Adrian Slywotzky and Charlie Hoban
Vigorous competition among companies for customers, talent, and capital serves everyone well, for the most part. But competition can be harmful as well, when companies fight over…
Abstract
Purpose
Vigorous competition among companies for customers, talent, and capital serves everyone well, for the most part. But competition can be harmful as well, when companies fight over things that hold little value to customers or that offer little potential for differentiation.
Design/methodology/approach
The article discusses how thinking and changing the compete/collaborate ratio offers a way out that benefits all players. By joining forces to carry out common and largely undifferentiated functions or processes, companies can avoid redundant expenditures and capitalize on economies of scale and shared expertise. Strategic collaboration can take place at any stage of an industry's value chain. It can take many other forms, consistent with antitrust laws, including the sharing of back‐office functions, factory production, R&D efforts, marketing and distribution, and repair or return facilities.

● **Challenge 1**
Convert the records, from their first line through the line containing "[36, 628, 114, 687]", inclusive, into a Markdown table with the columns n and Line. Leave out blank lines and pictures.
The records have no connection to the article on competition and collaboration among companies.

● **Record list**

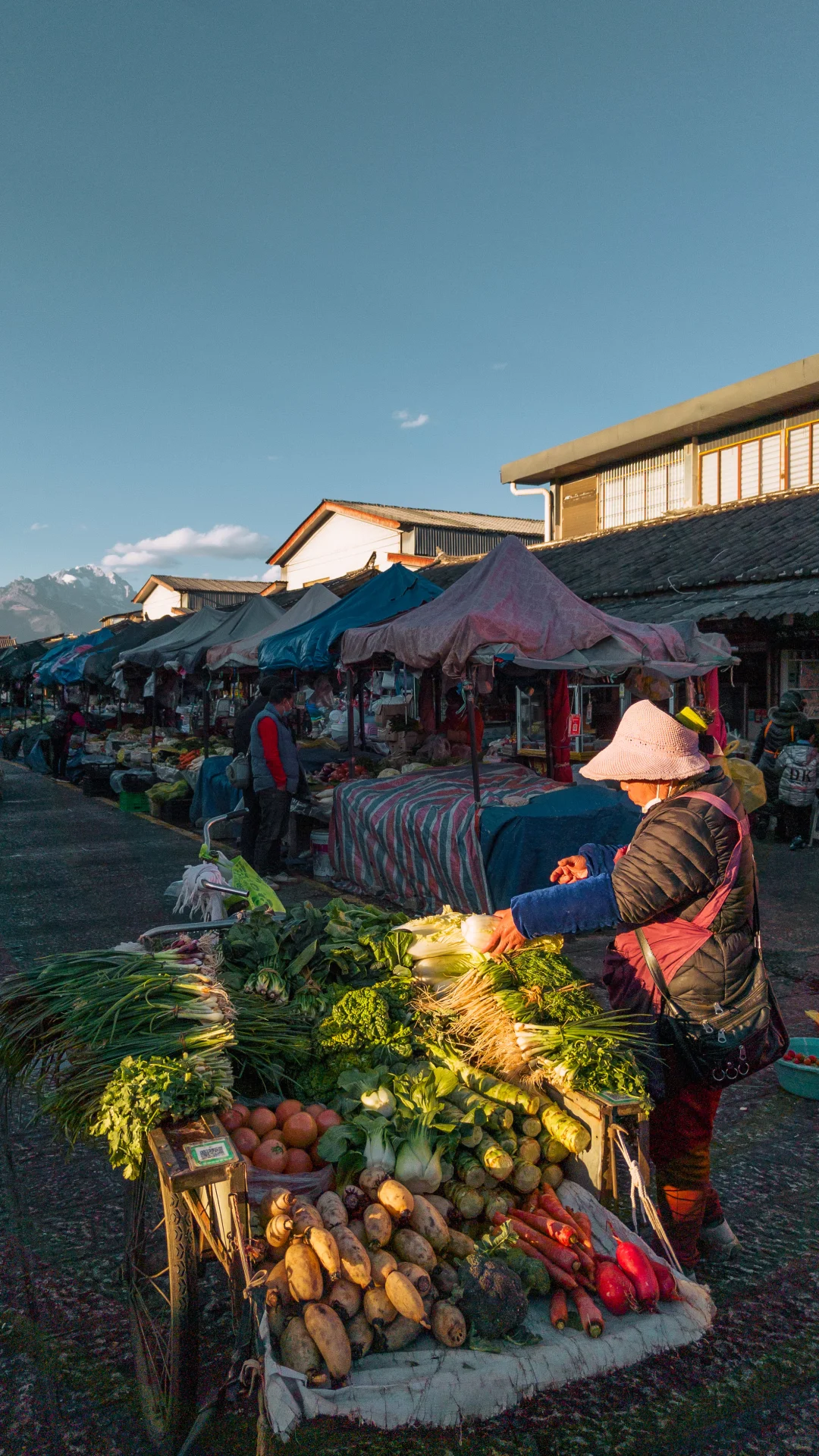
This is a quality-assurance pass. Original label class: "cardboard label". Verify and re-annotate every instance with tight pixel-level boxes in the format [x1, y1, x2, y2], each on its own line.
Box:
[185, 1138, 236, 1168]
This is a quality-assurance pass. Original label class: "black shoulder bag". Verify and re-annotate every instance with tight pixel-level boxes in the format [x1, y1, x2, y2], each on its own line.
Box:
[635, 891, 789, 1086]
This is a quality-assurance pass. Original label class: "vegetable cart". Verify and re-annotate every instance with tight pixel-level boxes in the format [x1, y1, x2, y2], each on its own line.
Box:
[122, 1117, 251, 1456]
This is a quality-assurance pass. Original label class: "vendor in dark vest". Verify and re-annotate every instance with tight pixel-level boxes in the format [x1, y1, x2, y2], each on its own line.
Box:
[494, 701, 787, 1269]
[233, 677, 275, 864]
[251, 684, 300, 883]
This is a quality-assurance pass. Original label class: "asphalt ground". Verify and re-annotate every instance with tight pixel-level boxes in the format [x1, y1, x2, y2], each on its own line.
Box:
[0, 764, 819, 1456]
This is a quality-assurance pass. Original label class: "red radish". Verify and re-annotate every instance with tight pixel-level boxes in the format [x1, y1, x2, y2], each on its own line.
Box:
[310, 1106, 344, 1138]
[248, 1106, 278, 1138]
[493, 1213, 580, 1274]
[307, 1138, 326, 1168]
[284, 1147, 313, 1175]
[609, 1223, 661, 1312]
[253, 1141, 287, 1174]
[571, 1288, 606, 1339]
[595, 1260, 637, 1315]
[648, 1260, 679, 1299]
[281, 1112, 318, 1147]
[516, 1209, 577, 1249]
[232, 1127, 259, 1155]
[549, 1288, 568, 1329]
[538, 1188, 580, 1238]
[275, 1098, 302, 1127]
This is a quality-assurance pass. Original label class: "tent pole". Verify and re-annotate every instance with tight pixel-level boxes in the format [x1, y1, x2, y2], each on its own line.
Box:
[544, 673, 555, 779]
[347, 667, 356, 777]
[463, 682, 481, 804]
[359, 667, 367, 753]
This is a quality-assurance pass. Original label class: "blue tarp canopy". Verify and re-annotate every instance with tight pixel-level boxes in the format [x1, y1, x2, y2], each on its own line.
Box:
[259, 562, 440, 673]
[481, 783, 640, 910]
[36, 628, 114, 687]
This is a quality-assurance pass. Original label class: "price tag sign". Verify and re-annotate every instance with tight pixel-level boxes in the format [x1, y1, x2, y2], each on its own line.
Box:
[185, 1138, 236, 1168]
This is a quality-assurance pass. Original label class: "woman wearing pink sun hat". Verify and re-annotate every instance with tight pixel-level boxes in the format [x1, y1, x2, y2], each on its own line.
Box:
[494, 701, 787, 1269]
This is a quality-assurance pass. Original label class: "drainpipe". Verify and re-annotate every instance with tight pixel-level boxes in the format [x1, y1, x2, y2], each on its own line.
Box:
[509, 481, 554, 541]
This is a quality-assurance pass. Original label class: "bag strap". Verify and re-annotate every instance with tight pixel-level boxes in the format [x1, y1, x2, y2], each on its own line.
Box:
[634, 929, 676, 1010]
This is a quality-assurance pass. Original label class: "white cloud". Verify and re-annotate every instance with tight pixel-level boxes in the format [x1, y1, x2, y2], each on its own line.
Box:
[102, 526, 271, 570]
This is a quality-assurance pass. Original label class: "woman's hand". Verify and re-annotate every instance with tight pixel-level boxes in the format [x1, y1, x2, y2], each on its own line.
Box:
[549, 855, 588, 885]
[491, 910, 526, 961]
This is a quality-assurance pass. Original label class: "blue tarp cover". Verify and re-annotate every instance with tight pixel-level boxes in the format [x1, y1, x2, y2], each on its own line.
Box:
[259, 562, 440, 673]
[481, 783, 640, 910]
[191, 753, 242, 824]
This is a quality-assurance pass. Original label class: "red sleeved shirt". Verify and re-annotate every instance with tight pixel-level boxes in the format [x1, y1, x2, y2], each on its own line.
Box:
[258, 717, 287, 789]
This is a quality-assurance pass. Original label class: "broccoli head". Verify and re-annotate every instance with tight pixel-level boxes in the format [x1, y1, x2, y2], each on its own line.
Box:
[316, 986, 413, 1057]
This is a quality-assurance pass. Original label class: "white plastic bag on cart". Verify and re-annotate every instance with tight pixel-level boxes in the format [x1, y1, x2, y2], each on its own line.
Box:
[259, 1182, 716, 1440]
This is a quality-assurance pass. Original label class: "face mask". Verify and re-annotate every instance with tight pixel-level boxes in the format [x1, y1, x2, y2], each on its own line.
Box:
[642, 783, 664, 814]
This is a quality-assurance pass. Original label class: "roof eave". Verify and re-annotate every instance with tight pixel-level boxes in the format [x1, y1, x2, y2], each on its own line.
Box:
[500, 354, 819, 485]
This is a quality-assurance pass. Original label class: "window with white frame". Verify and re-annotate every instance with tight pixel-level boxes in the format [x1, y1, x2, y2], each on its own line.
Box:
[699, 431, 775, 505]
[789, 419, 819, 491]
[601, 448, 686, 530]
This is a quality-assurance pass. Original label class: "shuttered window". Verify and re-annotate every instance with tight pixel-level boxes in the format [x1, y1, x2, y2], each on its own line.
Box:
[699, 429, 775, 505]
[789, 419, 819, 491]
[599, 450, 686, 530]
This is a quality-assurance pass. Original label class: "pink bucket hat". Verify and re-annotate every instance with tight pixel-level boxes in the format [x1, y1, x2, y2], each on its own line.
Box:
[580, 701, 711, 783]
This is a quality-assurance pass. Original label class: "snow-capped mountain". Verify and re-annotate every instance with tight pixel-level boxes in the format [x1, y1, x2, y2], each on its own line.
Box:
[0, 566, 134, 642]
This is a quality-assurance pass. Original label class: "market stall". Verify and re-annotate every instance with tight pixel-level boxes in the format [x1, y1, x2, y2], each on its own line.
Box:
[206, 582, 338, 673]
[0, 891, 713, 1451]
[331, 537, 733, 908]
[329, 764, 639, 913]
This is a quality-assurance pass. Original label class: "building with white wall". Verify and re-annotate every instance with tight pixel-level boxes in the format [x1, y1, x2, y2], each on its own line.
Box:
[267, 500, 544, 592]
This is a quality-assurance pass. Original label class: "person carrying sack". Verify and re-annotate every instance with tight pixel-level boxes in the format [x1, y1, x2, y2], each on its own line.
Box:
[494, 701, 787, 1269]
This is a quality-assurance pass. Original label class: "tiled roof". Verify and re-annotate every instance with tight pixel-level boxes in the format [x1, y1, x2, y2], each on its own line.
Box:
[133, 573, 268, 601]
[424, 488, 819, 622]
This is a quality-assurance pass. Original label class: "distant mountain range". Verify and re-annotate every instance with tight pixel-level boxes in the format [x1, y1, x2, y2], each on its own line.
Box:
[0, 566, 134, 642]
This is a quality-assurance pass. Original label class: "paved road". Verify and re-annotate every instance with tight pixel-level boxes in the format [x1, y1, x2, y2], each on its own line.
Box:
[0, 766, 819, 1456]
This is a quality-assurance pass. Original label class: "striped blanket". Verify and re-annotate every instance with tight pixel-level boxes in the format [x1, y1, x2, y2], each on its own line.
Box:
[329, 764, 561, 915]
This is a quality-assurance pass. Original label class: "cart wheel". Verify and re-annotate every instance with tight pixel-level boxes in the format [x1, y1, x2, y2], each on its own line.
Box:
[124, 1156, 199, 1456]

● **Challenge 2**
Carry on the article on competition and collaboration among companies from the point at which it stops.

● **Expected output 1**
| n | Line |
|---|---|
| 1 | This is a quality-assurance pass. Original label class: "cardboard label". Verify and re-annotate every instance with tight pixel-level boxes in the format [x1, y1, x2, y2], each on its own line. |
| 2 | Box: |
| 3 | [185, 1138, 236, 1168] |
| 4 | This is a quality-assurance pass. Original label class: "black shoulder bag". Verify and re-annotate every instance with tight pixel-level boxes in the format [x1, y1, x2, y2], each on its own line. |
| 5 | Box: |
| 6 | [635, 891, 789, 1086] |
| 7 | This is a quality-assurance pass. Original label class: "vegetable cart". Verify and re-annotate every instance with tight pixel-level boxes in the format [x1, y1, x2, y2], each on its own line. |
| 8 | Box: |
| 9 | [122, 1117, 251, 1456] |
| 10 | This is a quality-assurance pass. Original label class: "vendor in dark vest". Verify and re-annotate every instance with tight pixel-level boxes in the format [x1, y1, x2, y2], each on its own line. |
| 11 | Box: |
| 12 | [494, 701, 787, 1269] |
| 13 | [233, 677, 275, 864] |
| 14 | [251, 684, 300, 883] |
| 15 | This is a quality-assurance pass. Original label class: "asphalt ground". Verify and re-annotate every instance with tight pixel-level boxes in the format [x1, y1, x2, y2], each on its own line. |
| 16 | Box: |
| 17 | [0, 764, 819, 1456] |
| 18 | This is a quality-assurance pass. Original label class: "red radish". Verify and re-annotate every instance with tight pixel-level boxes in the format [x1, y1, x2, y2], each on its own line. |
| 19 | Box: |
| 20 | [310, 1106, 344, 1138] |
| 21 | [248, 1106, 278, 1138] |
| 22 | [493, 1213, 580, 1274] |
| 23 | [307, 1138, 326, 1168] |
| 24 | [284, 1147, 313, 1175] |
| 25 | [609, 1223, 661, 1312] |
| 26 | [253, 1141, 287, 1174] |
| 27 | [571, 1288, 606, 1339] |
| 28 | [595, 1260, 637, 1315] |
| 29 | [648, 1260, 679, 1299] |
| 30 | [281, 1112, 318, 1147] |
| 31 | [516, 1209, 577, 1249] |
| 32 | [232, 1127, 259, 1155] |
| 33 | [549, 1288, 568, 1329] |
| 34 | [538, 1188, 580, 1238] |
| 35 | [275, 1098, 302, 1127] |
| 36 | This is a quality-assurance pass. Original label class: "tent pole". Verify and re-annotate every instance with tight pixel-level boxes in the format [x1, y1, x2, y2], each on its own line. |
| 37 | Box: |
| 38 | [544, 673, 555, 779] |
| 39 | [347, 667, 356, 777] |
| 40 | [463, 682, 481, 804] |
| 41 | [359, 667, 367, 753] |
| 42 | This is a quality-assurance pass. Original label class: "blue tarp canopy". Verify and re-annotate every instance with tight pixel-level boxes in the format [x1, y1, x2, y2], each on its own line. |
| 43 | Box: |
| 44 | [259, 562, 440, 673] |
| 45 | [481, 783, 640, 910] |
| 46 | [36, 628, 114, 687] |

● **Expected output 2**
Findings
Even bitter rivals have sometimes joined forces to achieve common goals and solve common problems. Notable examples are the Airbus consortium of European aircraft manufacturers, the Sematech consortium of US semiconductor manufacturers, banks working together to launch Visa and Mastercard, and small hardware stores using the TruValue organization for cooperative marketing, purchasing, and loyalty programs.
Originality/value
Collaborating on well‐defined activities offers an immediate payoff in reduced costs. And it tends to promote, rather than hamper, constructive competition in the areas most valued by customers.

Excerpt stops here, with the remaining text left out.